→ **EXERCISE OBJECTIVE**: From first line to last, output the records below exactly.

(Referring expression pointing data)
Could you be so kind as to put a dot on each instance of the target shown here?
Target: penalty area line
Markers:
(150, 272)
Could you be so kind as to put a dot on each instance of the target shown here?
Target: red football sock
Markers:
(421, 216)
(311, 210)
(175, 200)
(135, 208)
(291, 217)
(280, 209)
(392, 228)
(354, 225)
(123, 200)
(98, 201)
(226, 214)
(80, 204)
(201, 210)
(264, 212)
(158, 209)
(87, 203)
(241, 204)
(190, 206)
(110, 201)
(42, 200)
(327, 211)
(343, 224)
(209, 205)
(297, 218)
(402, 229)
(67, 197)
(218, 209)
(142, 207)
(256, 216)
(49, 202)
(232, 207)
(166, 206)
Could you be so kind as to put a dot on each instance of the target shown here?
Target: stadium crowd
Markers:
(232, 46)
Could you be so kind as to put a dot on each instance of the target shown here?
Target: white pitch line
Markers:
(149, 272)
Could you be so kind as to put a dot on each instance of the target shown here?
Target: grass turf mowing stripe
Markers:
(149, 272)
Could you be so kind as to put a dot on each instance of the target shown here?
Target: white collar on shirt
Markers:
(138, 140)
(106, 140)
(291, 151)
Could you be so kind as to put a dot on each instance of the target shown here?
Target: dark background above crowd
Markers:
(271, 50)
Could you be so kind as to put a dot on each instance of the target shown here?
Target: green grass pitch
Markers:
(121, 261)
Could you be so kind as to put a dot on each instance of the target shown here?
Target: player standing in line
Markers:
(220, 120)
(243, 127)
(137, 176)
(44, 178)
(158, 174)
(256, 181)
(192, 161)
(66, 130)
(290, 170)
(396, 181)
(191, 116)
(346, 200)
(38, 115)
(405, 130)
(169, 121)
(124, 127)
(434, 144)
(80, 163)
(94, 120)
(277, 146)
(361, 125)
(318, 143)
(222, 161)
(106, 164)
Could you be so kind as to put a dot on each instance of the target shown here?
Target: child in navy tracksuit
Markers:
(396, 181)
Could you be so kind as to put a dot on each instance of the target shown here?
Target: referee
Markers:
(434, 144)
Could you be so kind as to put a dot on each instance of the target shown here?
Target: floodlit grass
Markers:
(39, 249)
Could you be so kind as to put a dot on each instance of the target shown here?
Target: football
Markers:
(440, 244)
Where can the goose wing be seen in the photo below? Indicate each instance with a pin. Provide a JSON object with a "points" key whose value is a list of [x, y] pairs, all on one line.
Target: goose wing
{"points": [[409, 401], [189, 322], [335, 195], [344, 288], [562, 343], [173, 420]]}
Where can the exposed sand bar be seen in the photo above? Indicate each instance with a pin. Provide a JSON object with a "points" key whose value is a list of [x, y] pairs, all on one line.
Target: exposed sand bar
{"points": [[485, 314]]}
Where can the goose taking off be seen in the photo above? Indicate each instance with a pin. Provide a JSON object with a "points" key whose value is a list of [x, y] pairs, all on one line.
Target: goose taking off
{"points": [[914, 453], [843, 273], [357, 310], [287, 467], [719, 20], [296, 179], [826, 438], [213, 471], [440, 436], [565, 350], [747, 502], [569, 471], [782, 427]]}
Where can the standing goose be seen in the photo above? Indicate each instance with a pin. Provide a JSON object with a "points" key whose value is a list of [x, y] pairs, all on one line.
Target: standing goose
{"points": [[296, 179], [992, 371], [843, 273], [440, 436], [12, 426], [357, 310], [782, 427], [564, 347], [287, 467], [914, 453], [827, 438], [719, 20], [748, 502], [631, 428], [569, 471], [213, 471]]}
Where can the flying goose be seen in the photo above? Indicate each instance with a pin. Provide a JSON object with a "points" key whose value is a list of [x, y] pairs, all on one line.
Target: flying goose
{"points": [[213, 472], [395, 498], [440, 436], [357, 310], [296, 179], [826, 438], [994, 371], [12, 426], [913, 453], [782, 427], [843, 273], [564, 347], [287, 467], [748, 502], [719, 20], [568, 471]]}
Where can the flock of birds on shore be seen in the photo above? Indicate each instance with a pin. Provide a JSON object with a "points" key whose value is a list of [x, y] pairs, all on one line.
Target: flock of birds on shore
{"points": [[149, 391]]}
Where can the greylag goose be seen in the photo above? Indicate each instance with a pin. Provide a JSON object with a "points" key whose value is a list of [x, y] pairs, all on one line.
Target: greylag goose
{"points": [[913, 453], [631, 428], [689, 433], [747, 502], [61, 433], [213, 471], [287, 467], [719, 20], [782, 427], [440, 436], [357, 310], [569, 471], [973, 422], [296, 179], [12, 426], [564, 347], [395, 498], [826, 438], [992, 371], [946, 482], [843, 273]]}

→ **ANSWER SPACE**:
Could you be so kind as to put a dot on each instance of the target shown here?
Target: penalty area line
Markers:
(150, 272)
Could you be so kind as to put a dot on each instance of the target shown here?
Target: red football sock
Markers:
(421, 216)
(311, 210)
(175, 200)
(135, 208)
(291, 217)
(280, 209)
(392, 228)
(354, 225)
(123, 200)
(98, 201)
(226, 214)
(80, 204)
(201, 210)
(264, 212)
(158, 209)
(87, 203)
(241, 204)
(190, 206)
(110, 201)
(42, 200)
(327, 211)
(343, 224)
(209, 205)
(297, 218)
(402, 229)
(67, 197)
(218, 209)
(142, 207)
(256, 216)
(49, 202)
(232, 207)
(166, 206)
Could you be so kind as to put a dot on each instance of the target shown here?
Target: stadium crowd
Markers:
(232, 46)
Could you be so kind as to put a dot on each instance of the target shown here?
Target: white pitch line
Markers:
(149, 272)
Could you be so kind as to put a dot on each instance of the target shown here?
Target: grass turf mowing stripe
Markers:
(149, 272)
Could you be so kind as to put a dot on each instance of the target shown here?
Target: white collar on shirt
Markers:
(138, 140)
(106, 140)
(291, 151)
Could you be so kind as to put a dot on each instance of the target shown here?
Target: dark background above crowd
Markers:
(271, 50)
Could you be so kind as to put a dot on each instance of the target shown here?
Target: green grass pitch
Markers:
(121, 261)
Could you be so kind as to put a dot on each instance of the target shown here?
Target: player standing in line
Markers:
(220, 120)
(243, 127)
(137, 176)
(44, 178)
(158, 174)
(256, 181)
(192, 161)
(66, 130)
(290, 170)
(396, 181)
(191, 116)
(346, 200)
(38, 115)
(405, 130)
(169, 121)
(124, 127)
(434, 144)
(80, 163)
(94, 120)
(277, 146)
(361, 125)
(318, 143)
(222, 161)
(106, 164)
Could you be so kind as to put a dot on each instance of the target shown here?
Target: child in navy tracksuit
Markers:
(396, 181)
Could you be so kind as to put a dot on each instance of the target shown here?
Target: referee
Markers:
(434, 144)
Could you be so kind as to put a dot on each instance of the target shown here?
Target: floodlit grass
Markers:
(39, 249)
Could you be so kind as to put a dot on each instance of the target shown here?
Target: football
Markers:
(440, 244)
Where can the goose wing be seen in the photo below? Indicate each instance with a pin. Provide a JSON object with a "points" key whose value is a list of [x, y] pairs, all on one line.
Target: goose wing
{"points": [[409, 401], [189, 322], [335, 195], [344, 288], [562, 343], [173, 420]]}
Where can the exposed sand bar be seen in the photo above? Indicate each instance with a pin. Provide a JSON object with a "points" key whose value is a list of [x, y] pairs, all on one line.
Target: exposed sand bar
{"points": [[485, 314]]}
Where can the goose taking off be seen in the photo above? Indicate each instance with a pin. Provide a JSON object with a "points" key whose value is a list of [x, y] pairs, all on one line.
Target: goose taking off
{"points": [[914, 453], [843, 273], [357, 310], [287, 467], [719, 20], [296, 179], [826, 438], [213, 471], [440, 436], [565, 350], [747, 502], [569, 471], [782, 427]]}
Where can the standing goose be seen in the photo above? Indicate each instance with a pin. Provide a JSON object with a "points" key whose value is a list of [x, y] pairs, all on one line.
Target: standing goose
{"points": [[296, 179], [992, 371], [843, 273], [440, 436], [12, 426], [357, 310], [782, 427], [564, 347], [287, 467], [914, 453], [827, 438], [719, 20], [748, 502], [631, 428], [569, 471], [213, 471]]}
Where can the flying goose be seen in the photo above? Indicate each instance with a pin. Provide a JSON object with a "points" key whose value is a list of [x, y] pairs, all on one line.
Target: flying goose
{"points": [[213, 472], [395, 498], [440, 436], [357, 310], [296, 179], [826, 438], [994, 371], [12, 426], [913, 453], [782, 427], [843, 273], [564, 347], [287, 467], [748, 502], [719, 20], [568, 471]]}
Where can the flock of birds on shore be seen in the photo above? Indicate each instance with a pin. Provide a JSON object with a "points" key whose value is a list of [x, y] pairs, all on one line.
Target: flock of birds on shore
{"points": [[149, 391]]}
Where can the greylag goose be seen in the photo above? Indicate each instance with a pin. Provide a JSON object with a "points" key whose value is a list of [x, y] pairs, all on one line.
Target: greylag goose
{"points": [[913, 453], [631, 428], [689, 433], [747, 502], [61, 433], [213, 471], [287, 467], [719, 20], [782, 427], [440, 436], [357, 310], [569, 471], [973, 422], [296, 179], [12, 426], [564, 347], [395, 498], [826, 438], [992, 371], [946, 482], [843, 273]]}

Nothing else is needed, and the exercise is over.